▸ WORK REQUIRED:
Locate each line of the material that contains "below", then return it.

▸ DATA SHOWN:
┄┄┄┄┄┄┄┄┄┄┄┄┄┄┄┄┄┄┄┄
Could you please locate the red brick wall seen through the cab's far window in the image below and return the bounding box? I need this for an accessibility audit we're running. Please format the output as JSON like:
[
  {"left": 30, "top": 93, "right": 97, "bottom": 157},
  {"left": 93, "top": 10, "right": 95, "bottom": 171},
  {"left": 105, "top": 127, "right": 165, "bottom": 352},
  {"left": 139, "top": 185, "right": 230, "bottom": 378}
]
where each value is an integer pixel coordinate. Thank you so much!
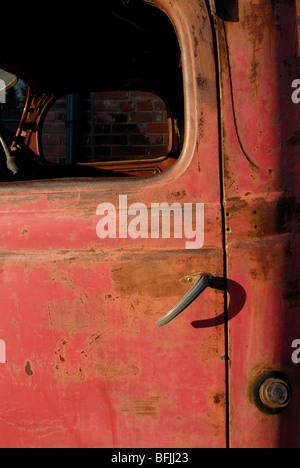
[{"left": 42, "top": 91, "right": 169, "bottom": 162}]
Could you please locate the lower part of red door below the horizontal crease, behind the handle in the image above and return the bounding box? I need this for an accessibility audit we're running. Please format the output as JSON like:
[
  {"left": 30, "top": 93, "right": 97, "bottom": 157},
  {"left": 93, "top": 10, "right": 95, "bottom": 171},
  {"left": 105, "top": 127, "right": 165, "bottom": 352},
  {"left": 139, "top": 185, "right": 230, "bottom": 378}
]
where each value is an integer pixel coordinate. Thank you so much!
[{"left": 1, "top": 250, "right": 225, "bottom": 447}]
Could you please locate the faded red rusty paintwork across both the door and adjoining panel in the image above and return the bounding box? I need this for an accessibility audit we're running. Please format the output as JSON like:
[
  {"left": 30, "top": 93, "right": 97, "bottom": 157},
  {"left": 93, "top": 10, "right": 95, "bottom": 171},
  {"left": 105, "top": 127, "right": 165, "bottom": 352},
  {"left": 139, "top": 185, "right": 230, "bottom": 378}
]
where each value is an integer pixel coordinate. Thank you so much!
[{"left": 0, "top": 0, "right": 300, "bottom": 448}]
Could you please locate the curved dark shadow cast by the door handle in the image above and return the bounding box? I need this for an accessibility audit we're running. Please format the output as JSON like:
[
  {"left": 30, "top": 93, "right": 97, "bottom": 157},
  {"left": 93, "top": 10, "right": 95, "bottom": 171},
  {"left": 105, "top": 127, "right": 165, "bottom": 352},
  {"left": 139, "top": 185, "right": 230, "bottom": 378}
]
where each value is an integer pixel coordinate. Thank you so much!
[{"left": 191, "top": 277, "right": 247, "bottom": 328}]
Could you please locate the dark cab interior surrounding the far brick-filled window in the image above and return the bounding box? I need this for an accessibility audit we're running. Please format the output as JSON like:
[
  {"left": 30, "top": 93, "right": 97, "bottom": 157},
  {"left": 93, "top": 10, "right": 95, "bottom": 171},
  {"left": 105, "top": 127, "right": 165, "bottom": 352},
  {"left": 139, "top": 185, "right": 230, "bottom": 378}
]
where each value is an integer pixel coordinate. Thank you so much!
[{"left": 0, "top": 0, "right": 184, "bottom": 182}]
┄┄┄┄┄┄┄┄┄┄┄┄┄┄┄┄┄┄┄┄
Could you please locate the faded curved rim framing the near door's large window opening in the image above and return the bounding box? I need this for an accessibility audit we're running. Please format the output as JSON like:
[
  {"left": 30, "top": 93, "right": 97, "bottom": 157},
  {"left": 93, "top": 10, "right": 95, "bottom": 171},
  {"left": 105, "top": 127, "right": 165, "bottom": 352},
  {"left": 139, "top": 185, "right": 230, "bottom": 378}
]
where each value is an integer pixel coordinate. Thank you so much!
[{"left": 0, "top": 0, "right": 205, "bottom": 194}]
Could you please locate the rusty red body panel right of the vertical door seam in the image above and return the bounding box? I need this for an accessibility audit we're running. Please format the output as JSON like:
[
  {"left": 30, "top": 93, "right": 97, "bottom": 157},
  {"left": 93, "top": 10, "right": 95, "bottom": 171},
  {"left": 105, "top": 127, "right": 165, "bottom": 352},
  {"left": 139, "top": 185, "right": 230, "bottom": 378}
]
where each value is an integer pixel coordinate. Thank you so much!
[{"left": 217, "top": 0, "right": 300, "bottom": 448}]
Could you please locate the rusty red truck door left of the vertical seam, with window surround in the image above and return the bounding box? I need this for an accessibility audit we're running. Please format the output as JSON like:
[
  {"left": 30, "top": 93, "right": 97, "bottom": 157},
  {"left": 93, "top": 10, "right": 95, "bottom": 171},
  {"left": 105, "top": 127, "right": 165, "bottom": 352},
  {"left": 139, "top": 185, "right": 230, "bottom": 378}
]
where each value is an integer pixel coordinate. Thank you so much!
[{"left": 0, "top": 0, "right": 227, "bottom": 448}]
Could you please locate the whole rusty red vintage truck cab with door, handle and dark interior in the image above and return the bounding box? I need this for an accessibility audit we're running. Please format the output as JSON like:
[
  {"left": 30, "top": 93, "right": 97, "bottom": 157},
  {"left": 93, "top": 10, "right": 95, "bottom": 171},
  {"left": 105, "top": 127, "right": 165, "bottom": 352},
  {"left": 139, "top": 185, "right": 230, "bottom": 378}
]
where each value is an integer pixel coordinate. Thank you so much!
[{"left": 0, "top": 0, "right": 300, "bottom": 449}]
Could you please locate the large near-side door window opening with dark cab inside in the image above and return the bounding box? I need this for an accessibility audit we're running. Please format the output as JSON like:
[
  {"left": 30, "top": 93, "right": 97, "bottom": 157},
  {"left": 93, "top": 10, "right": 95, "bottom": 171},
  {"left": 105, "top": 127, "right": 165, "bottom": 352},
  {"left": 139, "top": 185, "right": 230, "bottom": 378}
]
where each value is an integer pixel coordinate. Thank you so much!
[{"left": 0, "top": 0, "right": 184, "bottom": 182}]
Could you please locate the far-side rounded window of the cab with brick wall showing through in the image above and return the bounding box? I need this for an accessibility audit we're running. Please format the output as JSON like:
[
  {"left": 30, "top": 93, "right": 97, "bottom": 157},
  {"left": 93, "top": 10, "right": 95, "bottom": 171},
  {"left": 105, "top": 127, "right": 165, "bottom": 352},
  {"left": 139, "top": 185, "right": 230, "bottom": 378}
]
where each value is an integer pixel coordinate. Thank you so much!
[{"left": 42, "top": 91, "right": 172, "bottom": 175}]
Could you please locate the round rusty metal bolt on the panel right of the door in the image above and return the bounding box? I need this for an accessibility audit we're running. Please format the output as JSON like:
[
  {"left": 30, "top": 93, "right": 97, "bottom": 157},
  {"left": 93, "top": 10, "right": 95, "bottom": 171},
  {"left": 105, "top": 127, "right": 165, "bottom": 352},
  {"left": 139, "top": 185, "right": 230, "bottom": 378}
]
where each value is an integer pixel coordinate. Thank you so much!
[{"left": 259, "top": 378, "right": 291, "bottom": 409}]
┄┄┄┄┄┄┄┄┄┄┄┄┄┄┄┄┄┄┄┄
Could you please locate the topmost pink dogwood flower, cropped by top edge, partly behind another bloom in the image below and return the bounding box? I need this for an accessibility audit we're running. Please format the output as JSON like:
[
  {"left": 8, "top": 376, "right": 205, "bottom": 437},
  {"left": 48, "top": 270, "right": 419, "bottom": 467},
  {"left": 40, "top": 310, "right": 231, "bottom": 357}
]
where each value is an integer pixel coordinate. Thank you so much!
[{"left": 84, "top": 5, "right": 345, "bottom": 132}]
┄┄┄┄┄┄┄┄┄┄┄┄┄┄┄┄┄┄┄┄
▸ SOLUTION TO THE EXERCISE:
Could you please locate the red brick wall seen through the cab's far window in the image below and return the bounding box? I need this for an accessibility audit we're running. Please format the output as JSON like:
Could you please locate the lower part of red door below the horizontal crease, behind the handle in the image above and return the bounding box? I need this for an accessibility audit we're running. Please format the output as JSON like:
Could you please locate the topmost pink dogwood flower, cropped by top edge, partly behind another bloom in the image below and return the bounding box? I need this for an accessibility audit we're running. Please format the output as JSON like:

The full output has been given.